Given problem:
Pull from the listing below every line that contains the word "green", and copy each one in full.

====== Supplied information

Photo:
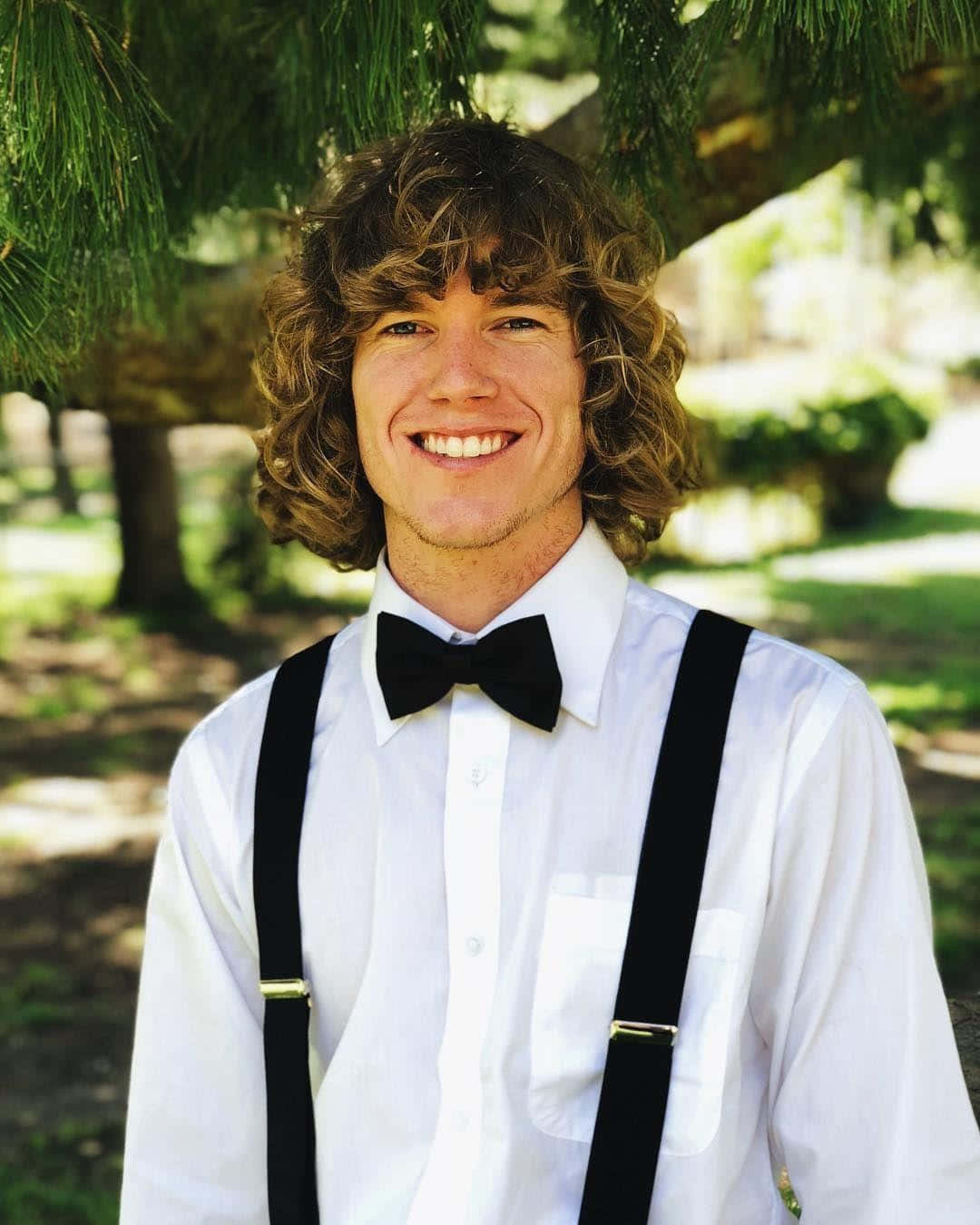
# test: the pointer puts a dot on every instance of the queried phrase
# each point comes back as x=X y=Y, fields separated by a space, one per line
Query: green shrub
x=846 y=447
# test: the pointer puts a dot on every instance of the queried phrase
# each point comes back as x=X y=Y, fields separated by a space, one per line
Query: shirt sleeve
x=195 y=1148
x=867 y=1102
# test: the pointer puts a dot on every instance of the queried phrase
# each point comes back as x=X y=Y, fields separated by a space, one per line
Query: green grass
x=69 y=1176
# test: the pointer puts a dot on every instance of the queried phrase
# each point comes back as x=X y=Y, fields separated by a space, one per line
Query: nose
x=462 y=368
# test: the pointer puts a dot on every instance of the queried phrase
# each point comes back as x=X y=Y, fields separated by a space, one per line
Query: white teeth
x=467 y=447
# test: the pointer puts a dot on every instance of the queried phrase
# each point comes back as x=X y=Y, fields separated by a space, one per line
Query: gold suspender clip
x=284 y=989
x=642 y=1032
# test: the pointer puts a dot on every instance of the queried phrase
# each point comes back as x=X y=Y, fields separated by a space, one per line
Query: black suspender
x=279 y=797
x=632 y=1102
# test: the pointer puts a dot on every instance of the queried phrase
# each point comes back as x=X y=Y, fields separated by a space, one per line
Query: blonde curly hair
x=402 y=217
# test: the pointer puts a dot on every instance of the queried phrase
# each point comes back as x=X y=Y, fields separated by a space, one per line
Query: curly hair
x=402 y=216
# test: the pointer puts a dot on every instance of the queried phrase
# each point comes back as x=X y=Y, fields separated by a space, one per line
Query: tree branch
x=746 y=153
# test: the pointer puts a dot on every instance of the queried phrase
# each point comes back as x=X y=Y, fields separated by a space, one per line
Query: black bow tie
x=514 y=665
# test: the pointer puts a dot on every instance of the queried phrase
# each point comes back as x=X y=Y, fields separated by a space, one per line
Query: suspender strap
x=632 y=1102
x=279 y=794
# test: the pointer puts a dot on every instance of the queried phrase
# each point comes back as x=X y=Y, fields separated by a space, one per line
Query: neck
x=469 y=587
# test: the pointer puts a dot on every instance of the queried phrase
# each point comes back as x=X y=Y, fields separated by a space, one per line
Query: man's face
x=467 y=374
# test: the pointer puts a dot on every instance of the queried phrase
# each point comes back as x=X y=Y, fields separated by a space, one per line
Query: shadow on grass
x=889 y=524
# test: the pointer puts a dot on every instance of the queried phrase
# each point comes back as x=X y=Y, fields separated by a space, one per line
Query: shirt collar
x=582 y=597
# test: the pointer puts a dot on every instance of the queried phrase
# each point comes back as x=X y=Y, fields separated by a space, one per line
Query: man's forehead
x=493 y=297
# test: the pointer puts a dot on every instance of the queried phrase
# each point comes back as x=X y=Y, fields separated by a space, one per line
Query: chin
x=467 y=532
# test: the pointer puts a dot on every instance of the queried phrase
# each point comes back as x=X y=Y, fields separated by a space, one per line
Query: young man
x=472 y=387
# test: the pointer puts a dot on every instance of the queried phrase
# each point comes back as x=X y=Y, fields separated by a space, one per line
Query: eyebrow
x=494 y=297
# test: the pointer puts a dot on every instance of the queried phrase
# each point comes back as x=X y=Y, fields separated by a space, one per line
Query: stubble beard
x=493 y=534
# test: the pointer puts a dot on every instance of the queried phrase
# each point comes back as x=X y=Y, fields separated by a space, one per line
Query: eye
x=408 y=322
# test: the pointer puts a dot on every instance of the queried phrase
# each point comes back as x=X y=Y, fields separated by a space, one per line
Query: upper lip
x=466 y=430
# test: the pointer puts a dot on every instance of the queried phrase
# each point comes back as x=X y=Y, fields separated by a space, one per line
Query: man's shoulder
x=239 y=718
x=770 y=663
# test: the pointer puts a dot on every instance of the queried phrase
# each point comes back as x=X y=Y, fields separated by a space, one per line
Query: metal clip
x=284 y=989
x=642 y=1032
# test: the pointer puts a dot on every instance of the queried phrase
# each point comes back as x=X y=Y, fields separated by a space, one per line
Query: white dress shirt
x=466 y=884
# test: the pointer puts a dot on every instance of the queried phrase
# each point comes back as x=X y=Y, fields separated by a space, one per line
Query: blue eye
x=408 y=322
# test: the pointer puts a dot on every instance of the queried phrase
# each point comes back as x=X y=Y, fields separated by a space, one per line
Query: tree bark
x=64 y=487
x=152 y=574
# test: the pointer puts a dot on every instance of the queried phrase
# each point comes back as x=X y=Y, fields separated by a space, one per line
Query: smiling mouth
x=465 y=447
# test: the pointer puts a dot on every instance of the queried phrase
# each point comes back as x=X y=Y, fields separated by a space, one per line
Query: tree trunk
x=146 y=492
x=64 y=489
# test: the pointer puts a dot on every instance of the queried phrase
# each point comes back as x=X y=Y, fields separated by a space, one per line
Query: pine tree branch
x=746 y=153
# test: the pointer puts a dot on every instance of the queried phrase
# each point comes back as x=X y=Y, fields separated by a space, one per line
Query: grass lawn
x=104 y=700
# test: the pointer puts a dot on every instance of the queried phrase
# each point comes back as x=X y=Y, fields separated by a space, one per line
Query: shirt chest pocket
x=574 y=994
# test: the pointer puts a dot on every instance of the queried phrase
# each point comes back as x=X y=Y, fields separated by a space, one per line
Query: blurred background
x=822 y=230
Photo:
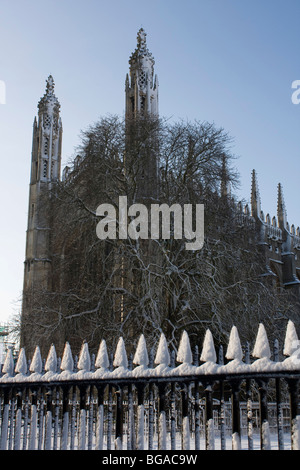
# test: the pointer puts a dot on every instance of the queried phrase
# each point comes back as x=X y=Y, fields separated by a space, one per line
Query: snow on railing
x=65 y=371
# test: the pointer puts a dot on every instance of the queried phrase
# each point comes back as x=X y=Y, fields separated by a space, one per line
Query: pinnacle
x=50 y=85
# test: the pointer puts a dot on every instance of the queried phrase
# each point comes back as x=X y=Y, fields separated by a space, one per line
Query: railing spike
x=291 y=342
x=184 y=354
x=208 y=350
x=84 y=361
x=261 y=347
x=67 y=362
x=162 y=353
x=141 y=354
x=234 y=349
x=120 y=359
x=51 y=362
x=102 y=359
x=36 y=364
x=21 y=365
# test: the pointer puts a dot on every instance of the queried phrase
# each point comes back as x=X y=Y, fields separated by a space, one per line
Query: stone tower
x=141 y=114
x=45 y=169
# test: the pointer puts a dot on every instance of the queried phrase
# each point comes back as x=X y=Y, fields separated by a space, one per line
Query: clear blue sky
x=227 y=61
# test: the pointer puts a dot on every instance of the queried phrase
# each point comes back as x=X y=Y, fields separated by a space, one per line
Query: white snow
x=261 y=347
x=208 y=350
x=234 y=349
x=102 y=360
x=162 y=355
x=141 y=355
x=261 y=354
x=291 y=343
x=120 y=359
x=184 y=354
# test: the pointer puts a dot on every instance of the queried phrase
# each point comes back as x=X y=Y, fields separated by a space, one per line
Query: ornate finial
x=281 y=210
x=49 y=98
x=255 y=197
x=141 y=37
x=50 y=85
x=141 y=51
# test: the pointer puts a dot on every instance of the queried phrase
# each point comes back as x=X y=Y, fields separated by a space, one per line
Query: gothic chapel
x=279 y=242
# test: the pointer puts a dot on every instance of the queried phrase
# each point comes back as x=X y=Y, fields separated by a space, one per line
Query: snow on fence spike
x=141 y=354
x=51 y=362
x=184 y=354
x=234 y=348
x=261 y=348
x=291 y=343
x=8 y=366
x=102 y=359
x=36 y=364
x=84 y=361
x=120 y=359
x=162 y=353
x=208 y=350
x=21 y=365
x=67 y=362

============
====== Supplied information

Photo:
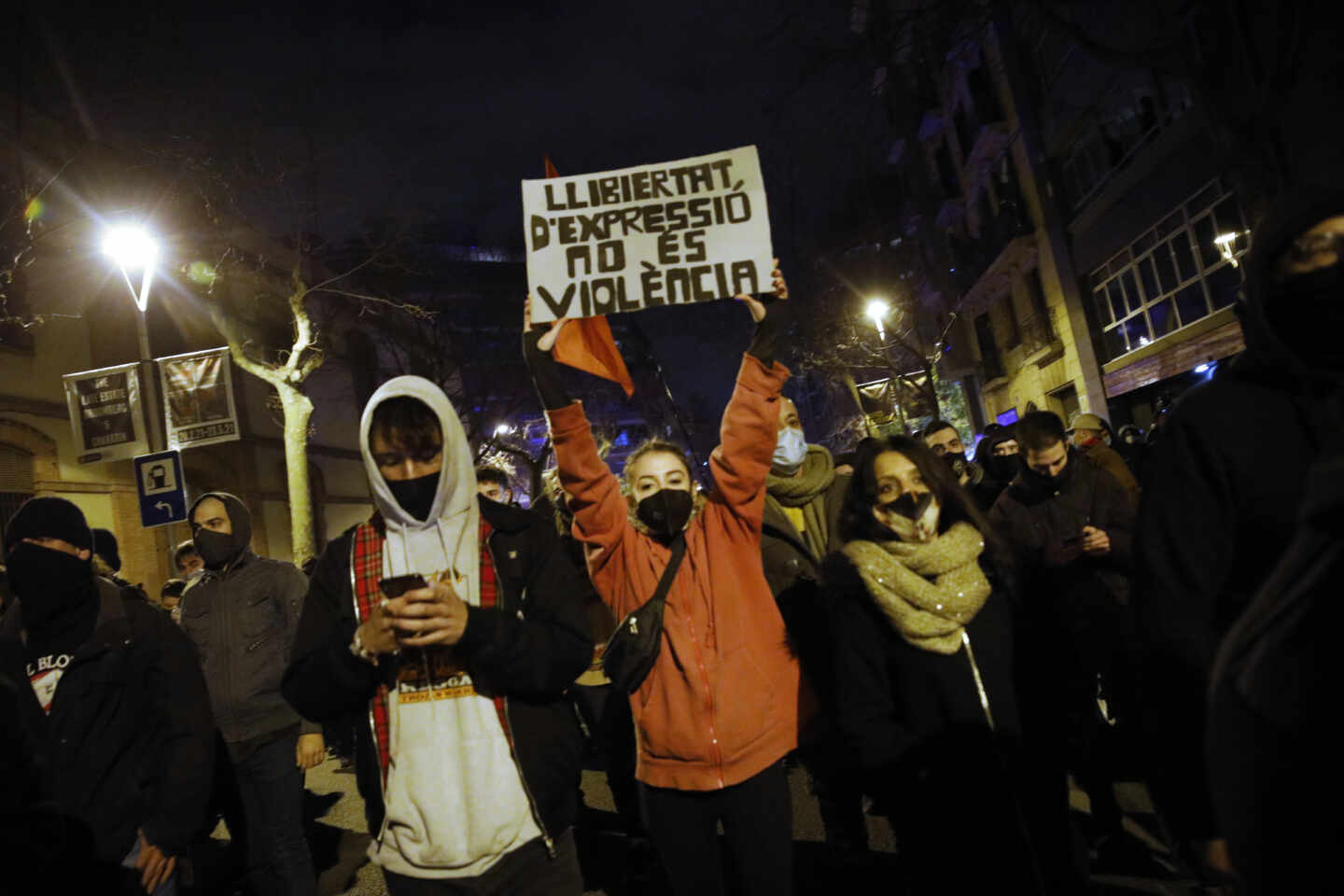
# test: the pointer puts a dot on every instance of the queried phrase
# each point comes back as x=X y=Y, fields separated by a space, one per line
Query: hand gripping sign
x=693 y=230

============

Solution to this exercise:
Query: green shrub
Query: green grass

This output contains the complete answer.